start RECORDS FOR THE TASK

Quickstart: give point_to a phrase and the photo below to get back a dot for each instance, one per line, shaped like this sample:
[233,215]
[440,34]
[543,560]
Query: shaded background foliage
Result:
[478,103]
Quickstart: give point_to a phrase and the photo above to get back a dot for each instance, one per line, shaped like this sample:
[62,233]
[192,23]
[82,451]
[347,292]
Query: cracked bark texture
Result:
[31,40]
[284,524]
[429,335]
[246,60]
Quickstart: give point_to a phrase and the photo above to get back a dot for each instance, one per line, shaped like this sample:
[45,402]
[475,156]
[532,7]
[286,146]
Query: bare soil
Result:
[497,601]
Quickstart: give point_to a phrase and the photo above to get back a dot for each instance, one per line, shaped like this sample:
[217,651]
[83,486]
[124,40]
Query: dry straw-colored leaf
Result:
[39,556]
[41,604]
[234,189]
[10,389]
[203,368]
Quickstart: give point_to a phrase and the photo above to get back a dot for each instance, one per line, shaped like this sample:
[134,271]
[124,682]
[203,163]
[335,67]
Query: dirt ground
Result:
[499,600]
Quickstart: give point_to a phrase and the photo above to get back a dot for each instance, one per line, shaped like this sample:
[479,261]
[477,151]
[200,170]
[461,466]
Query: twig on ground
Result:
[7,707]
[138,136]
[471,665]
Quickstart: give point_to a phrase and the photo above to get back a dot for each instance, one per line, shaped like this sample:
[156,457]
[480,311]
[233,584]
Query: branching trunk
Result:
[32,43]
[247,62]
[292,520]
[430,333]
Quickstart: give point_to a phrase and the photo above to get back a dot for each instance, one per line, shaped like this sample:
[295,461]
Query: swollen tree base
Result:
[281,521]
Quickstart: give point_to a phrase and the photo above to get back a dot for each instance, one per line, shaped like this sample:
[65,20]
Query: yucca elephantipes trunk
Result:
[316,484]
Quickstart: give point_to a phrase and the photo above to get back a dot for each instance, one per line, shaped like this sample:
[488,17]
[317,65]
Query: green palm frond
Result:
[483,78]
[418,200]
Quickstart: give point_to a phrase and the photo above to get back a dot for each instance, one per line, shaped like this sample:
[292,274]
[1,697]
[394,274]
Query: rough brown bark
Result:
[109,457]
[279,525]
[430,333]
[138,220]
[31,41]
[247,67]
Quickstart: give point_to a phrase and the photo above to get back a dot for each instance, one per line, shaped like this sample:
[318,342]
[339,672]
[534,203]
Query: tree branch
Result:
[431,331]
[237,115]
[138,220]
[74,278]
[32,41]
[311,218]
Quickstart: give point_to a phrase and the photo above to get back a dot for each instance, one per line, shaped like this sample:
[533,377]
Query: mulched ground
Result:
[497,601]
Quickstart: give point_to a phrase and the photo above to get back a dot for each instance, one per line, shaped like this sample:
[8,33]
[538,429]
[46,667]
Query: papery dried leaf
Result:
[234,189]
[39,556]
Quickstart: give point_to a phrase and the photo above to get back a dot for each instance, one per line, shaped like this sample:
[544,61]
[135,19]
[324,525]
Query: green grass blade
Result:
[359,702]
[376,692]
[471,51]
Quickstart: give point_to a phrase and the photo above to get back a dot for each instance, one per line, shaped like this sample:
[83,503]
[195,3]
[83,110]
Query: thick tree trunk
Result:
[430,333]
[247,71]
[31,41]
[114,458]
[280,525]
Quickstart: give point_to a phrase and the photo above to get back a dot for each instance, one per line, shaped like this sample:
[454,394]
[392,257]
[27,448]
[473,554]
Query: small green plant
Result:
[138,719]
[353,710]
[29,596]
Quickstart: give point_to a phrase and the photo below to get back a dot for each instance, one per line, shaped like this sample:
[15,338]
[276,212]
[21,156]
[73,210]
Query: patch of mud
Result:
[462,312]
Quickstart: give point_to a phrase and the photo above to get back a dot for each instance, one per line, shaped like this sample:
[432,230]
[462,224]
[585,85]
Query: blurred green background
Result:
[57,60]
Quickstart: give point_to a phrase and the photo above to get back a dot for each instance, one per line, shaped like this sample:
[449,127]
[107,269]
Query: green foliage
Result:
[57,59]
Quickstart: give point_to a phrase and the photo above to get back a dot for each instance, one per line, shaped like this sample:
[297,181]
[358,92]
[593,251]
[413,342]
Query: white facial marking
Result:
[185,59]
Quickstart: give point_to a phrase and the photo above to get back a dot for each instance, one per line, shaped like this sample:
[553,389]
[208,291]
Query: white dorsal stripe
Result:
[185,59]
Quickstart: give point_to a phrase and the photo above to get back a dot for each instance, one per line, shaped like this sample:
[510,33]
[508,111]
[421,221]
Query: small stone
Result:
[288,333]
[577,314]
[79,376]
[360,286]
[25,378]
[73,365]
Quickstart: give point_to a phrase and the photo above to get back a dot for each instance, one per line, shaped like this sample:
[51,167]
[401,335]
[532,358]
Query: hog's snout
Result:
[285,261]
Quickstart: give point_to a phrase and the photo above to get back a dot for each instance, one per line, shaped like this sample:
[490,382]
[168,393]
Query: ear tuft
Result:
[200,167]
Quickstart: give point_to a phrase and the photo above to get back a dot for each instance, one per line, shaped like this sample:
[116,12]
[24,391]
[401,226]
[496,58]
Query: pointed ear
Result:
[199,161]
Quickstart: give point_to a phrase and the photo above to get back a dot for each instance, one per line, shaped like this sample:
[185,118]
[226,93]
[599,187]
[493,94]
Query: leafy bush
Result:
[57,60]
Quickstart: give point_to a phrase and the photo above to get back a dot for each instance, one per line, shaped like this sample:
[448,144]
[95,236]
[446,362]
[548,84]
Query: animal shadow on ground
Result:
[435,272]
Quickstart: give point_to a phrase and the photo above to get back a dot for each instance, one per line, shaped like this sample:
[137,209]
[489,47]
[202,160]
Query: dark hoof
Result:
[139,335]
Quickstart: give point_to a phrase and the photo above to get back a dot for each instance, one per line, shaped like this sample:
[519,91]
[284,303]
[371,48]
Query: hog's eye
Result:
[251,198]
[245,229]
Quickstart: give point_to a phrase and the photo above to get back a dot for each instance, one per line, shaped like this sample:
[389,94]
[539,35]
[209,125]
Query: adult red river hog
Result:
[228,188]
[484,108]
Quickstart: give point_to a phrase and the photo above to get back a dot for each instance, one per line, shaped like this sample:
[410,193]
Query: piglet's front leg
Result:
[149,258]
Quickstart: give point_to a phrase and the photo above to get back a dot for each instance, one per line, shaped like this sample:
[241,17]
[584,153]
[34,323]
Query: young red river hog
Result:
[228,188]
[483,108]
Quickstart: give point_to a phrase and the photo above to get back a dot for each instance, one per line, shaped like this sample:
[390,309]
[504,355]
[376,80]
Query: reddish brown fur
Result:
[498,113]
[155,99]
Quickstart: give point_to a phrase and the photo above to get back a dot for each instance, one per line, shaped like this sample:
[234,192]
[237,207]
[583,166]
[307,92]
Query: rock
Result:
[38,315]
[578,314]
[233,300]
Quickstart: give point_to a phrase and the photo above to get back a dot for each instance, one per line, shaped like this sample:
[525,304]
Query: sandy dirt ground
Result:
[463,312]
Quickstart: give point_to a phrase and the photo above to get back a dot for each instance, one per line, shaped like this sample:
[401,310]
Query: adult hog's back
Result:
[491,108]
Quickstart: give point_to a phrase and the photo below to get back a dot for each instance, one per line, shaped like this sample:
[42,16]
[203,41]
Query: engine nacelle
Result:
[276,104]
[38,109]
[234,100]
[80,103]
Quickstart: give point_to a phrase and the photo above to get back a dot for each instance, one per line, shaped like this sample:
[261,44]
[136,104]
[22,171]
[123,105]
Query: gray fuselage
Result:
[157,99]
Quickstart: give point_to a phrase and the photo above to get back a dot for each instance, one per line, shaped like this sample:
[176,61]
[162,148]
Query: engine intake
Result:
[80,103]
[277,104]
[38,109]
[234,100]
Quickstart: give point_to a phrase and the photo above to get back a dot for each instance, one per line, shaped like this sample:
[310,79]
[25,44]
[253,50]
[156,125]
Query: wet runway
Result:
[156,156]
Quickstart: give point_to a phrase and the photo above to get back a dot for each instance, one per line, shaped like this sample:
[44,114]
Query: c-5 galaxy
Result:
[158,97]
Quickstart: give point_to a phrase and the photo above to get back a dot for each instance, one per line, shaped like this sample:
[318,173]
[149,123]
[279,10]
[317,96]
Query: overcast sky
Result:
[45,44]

end RECORDS FOR THE TASK
start RECORDS FOR THE TASK

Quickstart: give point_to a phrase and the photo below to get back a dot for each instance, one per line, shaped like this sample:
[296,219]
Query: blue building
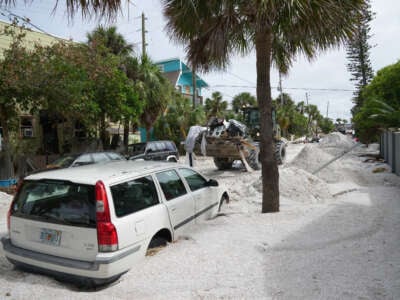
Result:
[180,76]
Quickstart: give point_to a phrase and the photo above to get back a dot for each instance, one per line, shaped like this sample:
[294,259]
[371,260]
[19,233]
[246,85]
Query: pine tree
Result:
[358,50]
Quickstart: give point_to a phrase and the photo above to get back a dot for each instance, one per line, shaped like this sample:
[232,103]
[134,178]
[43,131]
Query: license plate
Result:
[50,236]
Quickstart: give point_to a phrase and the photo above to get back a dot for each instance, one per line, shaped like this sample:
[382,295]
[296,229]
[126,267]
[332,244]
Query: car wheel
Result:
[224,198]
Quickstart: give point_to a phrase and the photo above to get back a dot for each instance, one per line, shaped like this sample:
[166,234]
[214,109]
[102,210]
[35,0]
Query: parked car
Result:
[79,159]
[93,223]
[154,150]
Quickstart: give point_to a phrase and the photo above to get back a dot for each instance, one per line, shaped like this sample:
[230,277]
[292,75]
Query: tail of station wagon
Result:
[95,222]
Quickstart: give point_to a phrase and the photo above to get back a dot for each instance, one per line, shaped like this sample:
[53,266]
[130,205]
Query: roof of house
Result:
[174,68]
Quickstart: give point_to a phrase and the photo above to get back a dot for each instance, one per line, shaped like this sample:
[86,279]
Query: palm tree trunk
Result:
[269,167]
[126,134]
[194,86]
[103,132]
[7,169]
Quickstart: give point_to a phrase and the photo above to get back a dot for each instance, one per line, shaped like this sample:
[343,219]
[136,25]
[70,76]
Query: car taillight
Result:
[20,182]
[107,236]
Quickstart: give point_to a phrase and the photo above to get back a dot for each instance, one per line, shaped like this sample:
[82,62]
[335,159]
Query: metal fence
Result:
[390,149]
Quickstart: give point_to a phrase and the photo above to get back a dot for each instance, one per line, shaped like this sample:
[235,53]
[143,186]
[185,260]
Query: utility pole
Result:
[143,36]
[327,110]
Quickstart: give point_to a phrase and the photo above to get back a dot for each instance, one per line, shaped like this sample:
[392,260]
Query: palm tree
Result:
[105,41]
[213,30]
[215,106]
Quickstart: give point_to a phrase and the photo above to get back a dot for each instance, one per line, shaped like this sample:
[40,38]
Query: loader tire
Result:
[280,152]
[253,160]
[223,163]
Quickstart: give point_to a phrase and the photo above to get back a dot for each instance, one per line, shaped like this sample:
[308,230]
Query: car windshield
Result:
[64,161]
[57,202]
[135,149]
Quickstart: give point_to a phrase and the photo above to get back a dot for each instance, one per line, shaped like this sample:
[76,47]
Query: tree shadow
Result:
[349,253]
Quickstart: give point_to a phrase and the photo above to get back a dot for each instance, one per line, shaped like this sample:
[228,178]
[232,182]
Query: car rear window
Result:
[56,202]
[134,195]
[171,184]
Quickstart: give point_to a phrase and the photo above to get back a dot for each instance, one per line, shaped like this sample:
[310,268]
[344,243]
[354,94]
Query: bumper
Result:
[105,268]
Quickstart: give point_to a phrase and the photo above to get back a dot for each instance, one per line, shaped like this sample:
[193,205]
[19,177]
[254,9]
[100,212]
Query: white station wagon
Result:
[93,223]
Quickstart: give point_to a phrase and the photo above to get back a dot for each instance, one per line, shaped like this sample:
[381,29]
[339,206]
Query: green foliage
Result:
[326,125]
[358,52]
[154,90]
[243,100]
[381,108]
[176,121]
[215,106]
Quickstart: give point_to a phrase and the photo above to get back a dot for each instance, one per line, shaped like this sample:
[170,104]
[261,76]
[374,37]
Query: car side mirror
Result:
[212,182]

end RECORDS FOR THE TASK

• DIRECTIVE:
Show every line of the records that contains the string "dirt".

• ANSWER FOR THIS EXERCISE:
Query: dirt ground
Query: sandy dirt ground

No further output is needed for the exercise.